[Stored data entries]
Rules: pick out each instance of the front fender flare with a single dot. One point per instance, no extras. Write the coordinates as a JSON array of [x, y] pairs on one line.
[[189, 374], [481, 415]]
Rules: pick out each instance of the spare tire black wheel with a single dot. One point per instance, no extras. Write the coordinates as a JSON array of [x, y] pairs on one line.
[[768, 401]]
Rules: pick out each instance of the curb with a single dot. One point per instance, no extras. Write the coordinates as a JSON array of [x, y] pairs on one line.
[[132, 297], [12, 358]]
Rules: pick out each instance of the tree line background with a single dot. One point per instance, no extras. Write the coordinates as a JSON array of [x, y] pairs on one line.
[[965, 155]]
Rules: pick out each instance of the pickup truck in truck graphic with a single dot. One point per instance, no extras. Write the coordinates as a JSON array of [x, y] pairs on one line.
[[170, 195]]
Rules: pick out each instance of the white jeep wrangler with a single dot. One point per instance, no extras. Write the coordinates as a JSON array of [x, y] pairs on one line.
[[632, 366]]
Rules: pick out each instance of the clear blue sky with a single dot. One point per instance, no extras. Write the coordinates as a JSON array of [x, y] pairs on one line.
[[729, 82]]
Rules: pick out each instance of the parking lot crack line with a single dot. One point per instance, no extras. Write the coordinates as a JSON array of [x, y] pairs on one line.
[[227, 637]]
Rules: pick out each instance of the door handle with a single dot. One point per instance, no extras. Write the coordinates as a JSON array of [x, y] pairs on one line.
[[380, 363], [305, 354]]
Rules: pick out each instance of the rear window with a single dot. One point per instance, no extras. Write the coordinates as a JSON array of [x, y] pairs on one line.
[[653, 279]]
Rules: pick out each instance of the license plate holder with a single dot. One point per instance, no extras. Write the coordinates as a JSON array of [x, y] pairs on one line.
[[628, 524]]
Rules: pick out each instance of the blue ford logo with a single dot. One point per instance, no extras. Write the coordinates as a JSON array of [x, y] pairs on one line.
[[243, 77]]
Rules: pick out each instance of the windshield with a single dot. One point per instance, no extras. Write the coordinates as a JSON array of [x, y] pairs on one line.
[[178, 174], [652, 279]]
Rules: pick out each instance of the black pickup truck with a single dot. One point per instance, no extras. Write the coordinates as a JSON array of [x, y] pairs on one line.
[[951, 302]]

### INSTRUCTIONS TO FOLLOW
Would you return all of the data exactly as given?

### ANSWER BOX
Rules: pick out each instance of the front fender flare with a single dot. One point per instance, no extras. Write the coordinates as a JSON array of [x, y] pairs on one line.
[[189, 374], [481, 415]]
Rules: pick out each instance of the spare tire black wheel with a single dot. One point per instance, no extras. Write the coordinates as a JSON array of [x, y] pairs on one line.
[[768, 401]]
Rules: pick out each instance of the curb with a single dot. One point per instance, no extras. Write the coordinates as a JSON array of [x, y] pairs on one line.
[[132, 297], [12, 358]]
Rules: pick out each instance of the tree line background with a single dot. One point per instance, no extras. Write the coordinates as a JSON array of [x, y] pairs on one line.
[[965, 155]]
Rules: pick out each instance of the pickup truck in truck graphic with a single dot. One point per instance, no extras. Write the coordinates as a JSON array of [x, y] pairs on one line.
[[170, 195]]
Rules: pick out each instance of the white jeep wrangler with a single dot. One point per instance, no extras. Write the coordinates as a JSON array of [x, y] pairs on one line.
[[632, 366]]
Rules: pick out each instance of the clear blue sky with a single dot. One point per instance, no extras. Write the coordinates as a JSON array of [x, y] pairs on one line.
[[729, 82]]
Rules: pick out each instance of the parking lot crack line with a single dot. One point per instance, no extras. Write the coordinates as a JSON array of [x, y] pairs on one line.
[[227, 637]]
Rules: pick out each instance of the door handle with a single dot. One point per instance, no extras. Write the coordinates as a JSON array of [x, y] pairs on one line.
[[380, 363], [305, 354]]
Rules: pick out each instance of the rear window with a single dot. One point per instance, no extras. Write the coordinates as a JSON array of [x, y] pairs on one line.
[[653, 279]]
Rules: pick out each instance of the license plate holder with a single dot. One point per instance, no extras. Write the coordinates as a JSON array of [x, y] pairs on one line.
[[628, 524]]
Rules: pick out each instance of the blue ford logo with a single dot. One point per instance, no extras. Write the coordinates as a JSON array of [x, y] pairs on one line.
[[243, 77]]
Rules: pick out each instance of the windshield with a single dot. One point per instance, no extras. Write the coordinates as a JSON array of [x, y] pairs on one line.
[[178, 174], [652, 279]]
Rules: pick out each instance of the black pickup truck with a single dot. One point per instance, no extras. Write the coordinates as a JSON array of [x, y] pairs on one line.
[[951, 302]]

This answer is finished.